■ Supplied records
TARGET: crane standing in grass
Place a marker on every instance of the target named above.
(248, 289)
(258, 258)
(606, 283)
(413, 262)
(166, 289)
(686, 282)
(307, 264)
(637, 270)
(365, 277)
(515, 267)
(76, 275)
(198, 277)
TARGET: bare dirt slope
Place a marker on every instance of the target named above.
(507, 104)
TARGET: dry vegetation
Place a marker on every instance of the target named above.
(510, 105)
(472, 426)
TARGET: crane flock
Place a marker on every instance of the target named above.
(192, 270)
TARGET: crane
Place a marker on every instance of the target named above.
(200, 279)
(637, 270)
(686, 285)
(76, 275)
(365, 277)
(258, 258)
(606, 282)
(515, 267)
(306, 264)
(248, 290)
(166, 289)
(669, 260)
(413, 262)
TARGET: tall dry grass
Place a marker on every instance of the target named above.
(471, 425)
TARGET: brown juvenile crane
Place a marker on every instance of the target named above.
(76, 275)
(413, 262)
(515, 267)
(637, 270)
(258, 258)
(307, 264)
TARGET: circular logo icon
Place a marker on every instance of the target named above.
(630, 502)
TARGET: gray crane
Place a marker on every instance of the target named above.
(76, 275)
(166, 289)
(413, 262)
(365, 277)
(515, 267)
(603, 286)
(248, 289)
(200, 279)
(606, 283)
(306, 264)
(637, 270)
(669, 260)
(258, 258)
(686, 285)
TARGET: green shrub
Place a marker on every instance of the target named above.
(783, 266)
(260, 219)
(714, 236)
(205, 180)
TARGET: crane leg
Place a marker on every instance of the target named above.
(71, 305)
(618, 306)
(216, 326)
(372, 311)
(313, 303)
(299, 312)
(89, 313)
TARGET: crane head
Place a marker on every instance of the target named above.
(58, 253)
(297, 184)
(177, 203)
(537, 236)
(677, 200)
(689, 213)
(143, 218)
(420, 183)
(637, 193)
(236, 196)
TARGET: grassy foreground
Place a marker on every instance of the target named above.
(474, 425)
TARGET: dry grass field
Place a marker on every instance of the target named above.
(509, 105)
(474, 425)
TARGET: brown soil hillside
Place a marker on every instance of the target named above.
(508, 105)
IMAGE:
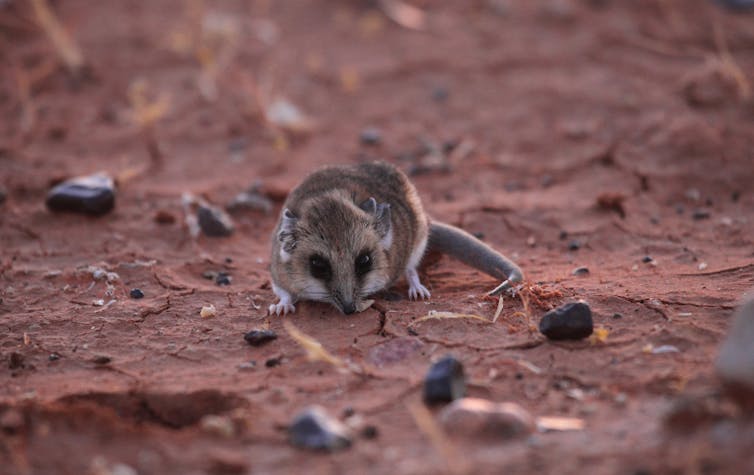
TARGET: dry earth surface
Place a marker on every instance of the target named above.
(581, 133)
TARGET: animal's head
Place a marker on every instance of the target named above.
(335, 251)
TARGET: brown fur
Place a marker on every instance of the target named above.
(331, 224)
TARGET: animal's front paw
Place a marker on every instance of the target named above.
(418, 291)
(415, 288)
(282, 307)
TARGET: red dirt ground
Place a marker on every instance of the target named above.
(645, 107)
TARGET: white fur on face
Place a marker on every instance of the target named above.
(387, 241)
(373, 283)
(314, 290)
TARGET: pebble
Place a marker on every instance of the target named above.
(272, 362)
(445, 381)
(478, 417)
(251, 199)
(370, 136)
(571, 321)
(314, 429)
(259, 337)
(222, 278)
(16, 360)
(164, 217)
(208, 311)
(136, 294)
(12, 421)
(580, 271)
(251, 364)
(93, 194)
(102, 360)
(214, 222)
(735, 362)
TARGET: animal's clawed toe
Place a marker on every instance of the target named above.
(416, 292)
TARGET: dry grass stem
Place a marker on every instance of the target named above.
(435, 315)
(316, 352)
(67, 49)
(499, 309)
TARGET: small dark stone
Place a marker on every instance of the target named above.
(94, 195)
(449, 145)
(445, 381)
(102, 360)
(259, 337)
(137, 294)
(214, 222)
(580, 271)
(250, 200)
(16, 360)
(164, 217)
(314, 429)
(571, 321)
(512, 186)
(370, 432)
(370, 136)
(222, 278)
(272, 362)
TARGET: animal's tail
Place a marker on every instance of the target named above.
(471, 251)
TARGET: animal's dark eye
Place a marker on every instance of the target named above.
(320, 268)
(363, 263)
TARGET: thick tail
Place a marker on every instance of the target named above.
(471, 251)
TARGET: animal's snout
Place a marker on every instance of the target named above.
(349, 308)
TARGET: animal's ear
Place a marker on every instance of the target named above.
(382, 223)
(287, 234)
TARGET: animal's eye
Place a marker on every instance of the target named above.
(363, 263)
(320, 268)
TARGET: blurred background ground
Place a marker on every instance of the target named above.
(606, 134)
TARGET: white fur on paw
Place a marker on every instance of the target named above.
(418, 291)
(282, 307)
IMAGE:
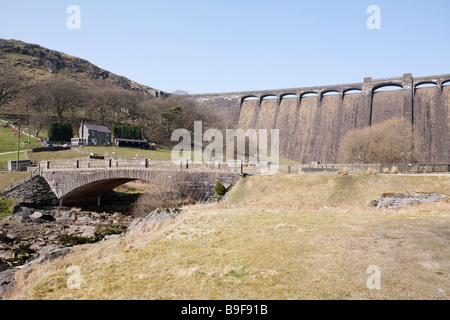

■ Do this
Copy the part of the entries that opens with the line containing "TARGET: animal's tail" and runs to the end of the entries, renaming "Place a marker" as "Put a dot" and keeping everything else the same. Leave the pictures out of your answer.

■ Answer in full
TARGET: animal's tail
Put a dot on every instance of the target named above.
(471, 251)
TARGET: animal's dark eye
Put a dot on every instance of the target named above.
(320, 268)
(363, 263)
TARGET: thick tail
Put a dot on every instance of the target named above.
(471, 251)
TARGET: animal's snout
Put a dot on every instance of the target named above.
(349, 308)
TARGET: animal's ear
Put a dot on every instance of the target named above.
(382, 223)
(287, 234)
TARGET: animal's eye
Put a dot on every instance of the target named above.
(363, 263)
(320, 268)
TARGET: blurred background ground
Put a dot on every instance of the target named above.
(606, 134)
TARGET: white fur on paw
Put a dot on every instance of the target named above.
(418, 291)
(282, 307)
IMAGE:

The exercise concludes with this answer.